> [Problems to solve]
1. Please reproduce the part of the atrial fibrillation abstract starting with "Theme Issue" and going on through "Staa (1, 3)".
2. According to the atrial fibrillation abstract, what share of their time did warfarin users overall spend within therapeutic range?

> [Page excerpt]
┄┄┄┄┄┄┄┄┄┄┄┄┄┄┄┄┄┄┄┄
Risks of stroke and mortality associated with suboptimal anticoagulation in atrial fibrillation patients

Journal: Thrombosis and Haemostasis
ISSN: 0340-6245

Theme Issue
Immunology of atherosclerosis

Issue: 2011: 106/5 (Nov) pp. 753-992
Pages: 968-977

Risks of stroke and mortality associated with suboptimal anticoagulation in atrial fibrillation patients

See also Editorial by Apostolakis, Lip

A. M. Gallagher (1), E. Setakis (1), J. M. Plumb (2), A. Clemens (2), T.-P. van Staa (1, 3)

(1) General Practice Research Database, Medicines and Healthcare products Regulatory Agency, London, UK; (2) Boehringer Ingelheim, Ingelheim am Rhein, Germany; (3) Utrecht Institute for Pharmaceutical Sciences, Utrecht University, Utrecht, the Netherlands


Atrial fibrillation, treatment, anticoagulation, Stroke, warfarin


Atrial fibrillation (AF) carries an increased risk of ischaemic stroke, and oral anticoagulation with warfarin can reduce this risk. The objective of this study was to evaluate the association between time in therapeutic International Normalised Ratio (INR) range when receiving warfarin and the risk of stroke and mortality. The study cohort included AF patients aged 40 years and older included in the UK General Practice Research Database. For patients treated with warfarin we computed the percentage of follow-up time spent within therapeutic range. Cox regression was used to assess the association between INR and outcomes while controlling for patient demographics, health status and concomitant medication. The study population included 27,458 warfarin-treated (with at least 3 INR measurements) and 10,449 patients not treated with antithrombotic therapy. Overall the warfarin users spent 63% of their time within therapeutic range (TTR). This percentage did not vary substantially by age, sex and CHA2DS2-VASc score. Patients who spent at least 70% of time within therapeutic range had a 79% reduced risk of stroke compared to patients with ≤30% of time in range (adjusted relative rate of 0.21; 95% confidence interval 0.18–0.25). Mortality rates were also significantly lower with at least 70% of time spent within therapeutic range. In conclusion, good anticoagulation control was associated with a reduction in the risk of stroke.
┄┄┄┄┄┄┄┄┄┄┄┄┄┄┄┄┄┄┄┄
> [Provided information]
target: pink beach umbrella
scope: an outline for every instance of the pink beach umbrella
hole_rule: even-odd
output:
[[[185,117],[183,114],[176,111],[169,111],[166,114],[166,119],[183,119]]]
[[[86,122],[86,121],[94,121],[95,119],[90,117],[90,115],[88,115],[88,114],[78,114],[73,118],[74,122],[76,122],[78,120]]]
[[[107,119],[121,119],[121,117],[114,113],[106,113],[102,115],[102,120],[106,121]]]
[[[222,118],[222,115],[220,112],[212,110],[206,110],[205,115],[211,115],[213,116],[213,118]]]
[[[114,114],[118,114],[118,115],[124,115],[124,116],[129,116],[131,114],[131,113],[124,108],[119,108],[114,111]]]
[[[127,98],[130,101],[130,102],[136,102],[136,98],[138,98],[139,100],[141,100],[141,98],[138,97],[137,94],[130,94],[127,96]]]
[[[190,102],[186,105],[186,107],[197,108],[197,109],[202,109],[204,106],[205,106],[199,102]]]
┄┄┄┄┄┄┄┄┄┄┄┄┄┄┄┄┄┄┄┄
> [Response list]
1.
Theme Issue
Immunology of atherosclerosis

Issue: 2011: 106/5 (Nov) pp. 753-992
Pages: 968-977

Risks of stroke and mortality associated with suboptimal anticoagulation in atrial fibrillation patients

See also Editorial by Apostolakis, Lip

A. M. Gallagher (1), E. Setakis (1), J. M. Plumb (2), A. Clemens (2), T.-P. van Staa (1, 3)

2. 63% of their time.